Please output the listing below character for character and omit the images.
*** Begin section ***
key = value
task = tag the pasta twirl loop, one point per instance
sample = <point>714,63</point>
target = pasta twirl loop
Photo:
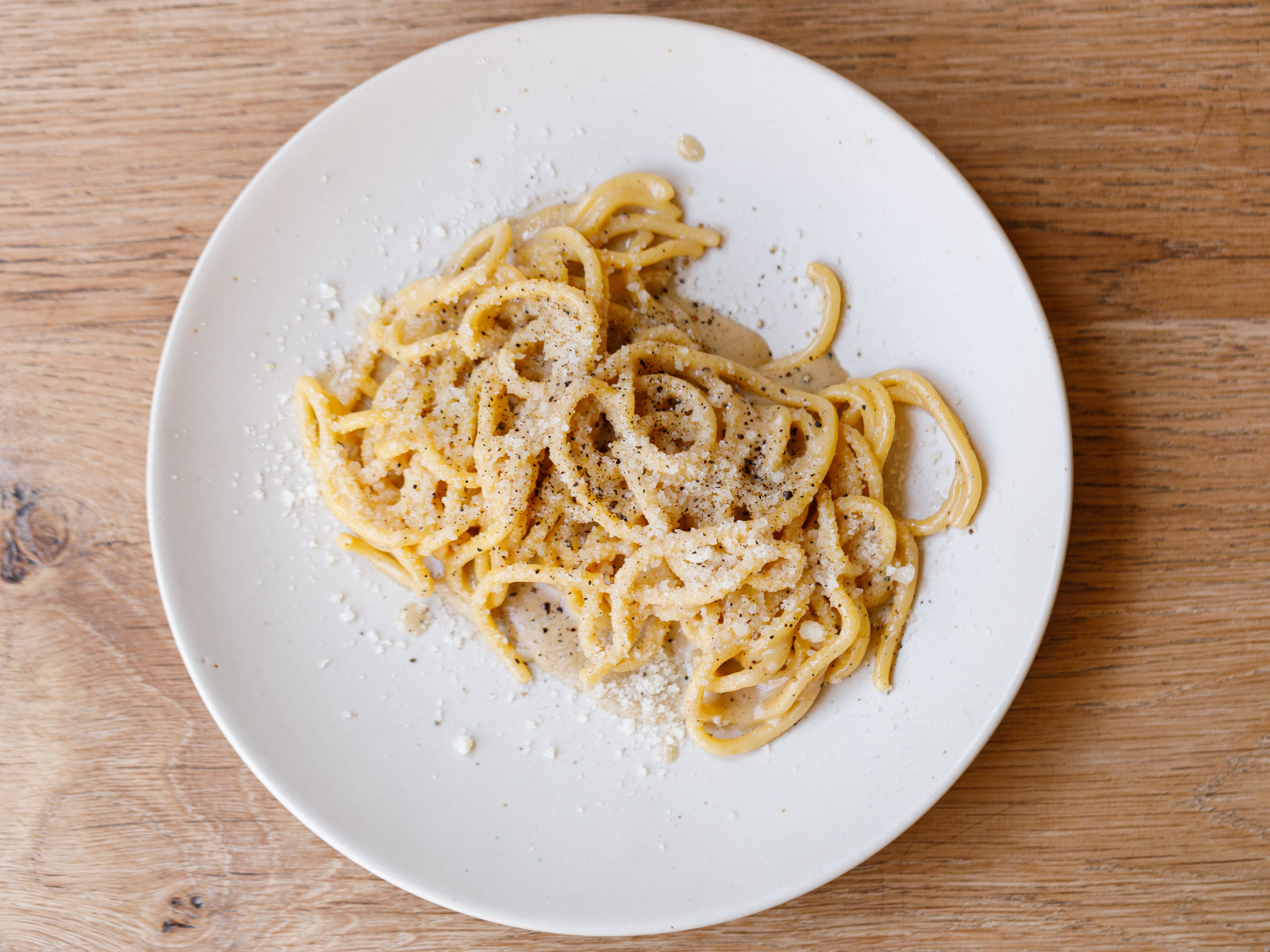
<point>543,417</point>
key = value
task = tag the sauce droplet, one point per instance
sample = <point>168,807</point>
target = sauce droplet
<point>690,148</point>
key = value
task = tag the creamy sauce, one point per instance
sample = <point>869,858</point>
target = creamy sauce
<point>690,148</point>
<point>547,634</point>
<point>545,631</point>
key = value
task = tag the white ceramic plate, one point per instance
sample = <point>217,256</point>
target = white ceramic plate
<point>376,191</point>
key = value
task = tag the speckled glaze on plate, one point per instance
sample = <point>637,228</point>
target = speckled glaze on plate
<point>342,725</point>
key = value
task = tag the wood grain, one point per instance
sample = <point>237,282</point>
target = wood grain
<point>1125,803</point>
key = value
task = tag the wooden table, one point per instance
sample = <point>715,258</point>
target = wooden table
<point>1125,803</point>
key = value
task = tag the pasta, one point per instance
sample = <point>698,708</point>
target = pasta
<point>543,413</point>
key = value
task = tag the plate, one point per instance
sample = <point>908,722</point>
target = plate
<point>352,724</point>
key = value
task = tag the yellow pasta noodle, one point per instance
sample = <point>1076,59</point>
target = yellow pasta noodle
<point>542,413</point>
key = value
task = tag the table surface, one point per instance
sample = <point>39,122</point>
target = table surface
<point>1125,803</point>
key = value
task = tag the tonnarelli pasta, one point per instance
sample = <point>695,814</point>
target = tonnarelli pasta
<point>543,413</point>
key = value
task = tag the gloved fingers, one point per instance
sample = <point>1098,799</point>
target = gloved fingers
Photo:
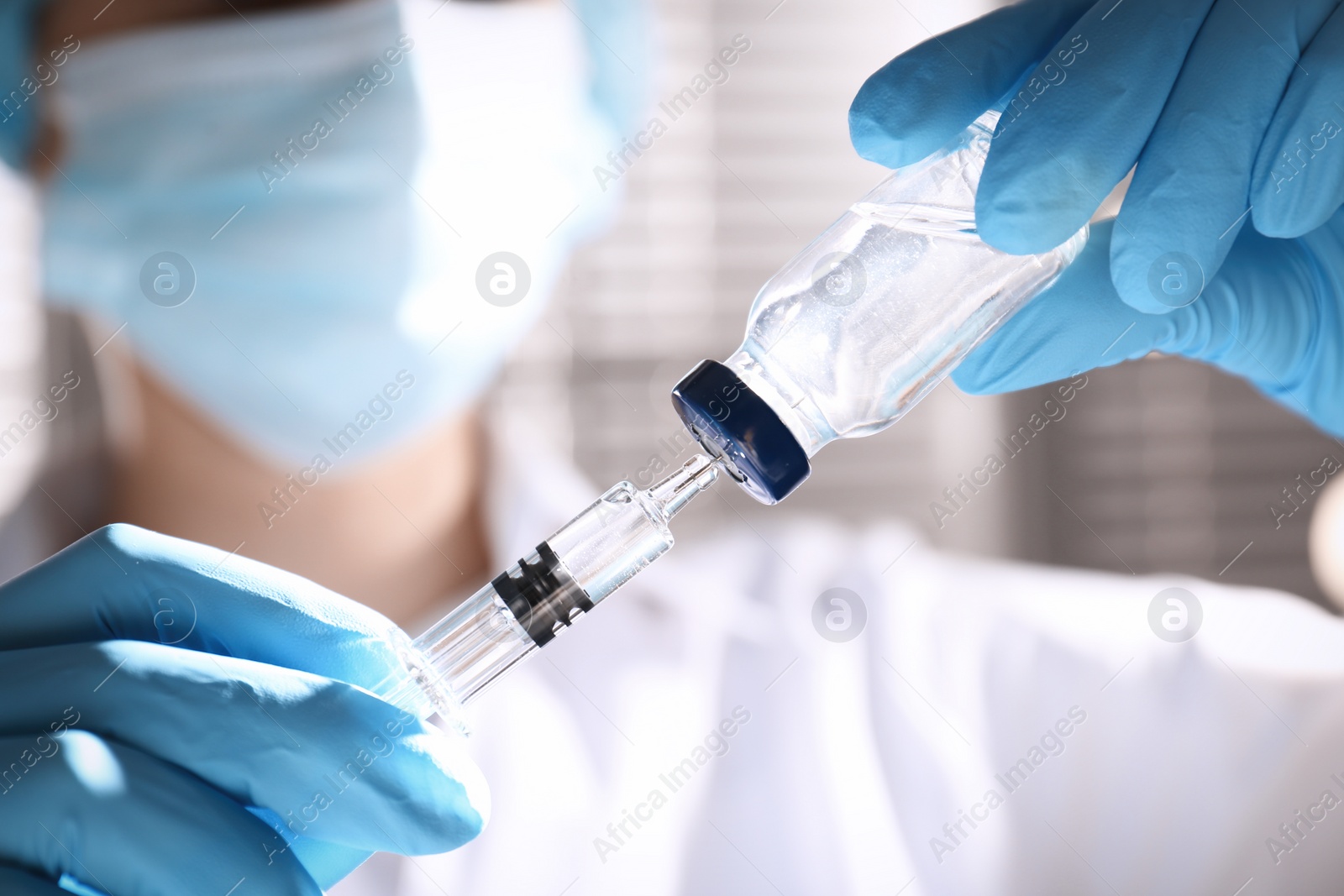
<point>15,882</point>
<point>327,862</point>
<point>134,825</point>
<point>1065,143</point>
<point>1299,181</point>
<point>1075,325</point>
<point>921,100</point>
<point>333,761</point>
<point>125,582</point>
<point>1270,316</point>
<point>1191,190</point>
*** End section ***
-- Task output --
key = value
task = tag the pasta twirl loop, one point per instance
sample = <point>714,63</point>
target = pasta twirl loop
Photo:
<point>543,417</point>
key = value
task = tag the sauce droplet, one point per instance
sample = <point>168,807</point>
target = sauce droplet
<point>690,148</point>
key = value
task = tag the creamy sauce, one point per instance
sample = <point>869,858</point>
target = creamy sauce
<point>690,148</point>
<point>547,634</point>
<point>545,631</point>
key = value
task = tag the white ceramic plate, one point per instance
sample = <point>217,256</point>
target = white ceramic plate
<point>376,191</point>
key = value
task = tag the speckled glaze on plate, one point per instance
sample = <point>637,228</point>
target = speckled glaze on plate
<point>342,725</point>
key = value
task = tag the wood grain, one point per instance
sample = <point>237,282</point>
target = wood grain
<point>1125,803</point>
key = value
task = tag the wooden table, one point per instance
sample = <point>715,258</point>
target = wooden table
<point>1125,803</point>
key = value
task = tag the pasta, one point per instance
sample = <point>698,708</point>
target = pasta
<point>543,413</point>
key = value
task = tag the plate, one point per instance
sample = <point>908,722</point>
target = plate
<point>352,724</point>
key = value
task = tag the yellow pasta noodle, one point per instance
sample = <point>1076,59</point>
target = yellow pasta noodle
<point>542,413</point>
key = value
task = tag the table surface, one point per instance
sample = <point>39,122</point>
target = table surface
<point>1125,803</point>
key = value
task = tag the tonnarelli pasta, one point per instance
sample = <point>695,814</point>
target = tonnarelli pasta
<point>543,413</point>
key = value
task = tag the gloved fingers, one point per instance
sample = <point>1098,799</point>
target = gloved fingers
Photo:
<point>15,882</point>
<point>327,862</point>
<point>134,825</point>
<point>1065,143</point>
<point>1299,181</point>
<point>1075,325</point>
<point>921,100</point>
<point>333,761</point>
<point>125,582</point>
<point>1270,316</point>
<point>1191,190</point>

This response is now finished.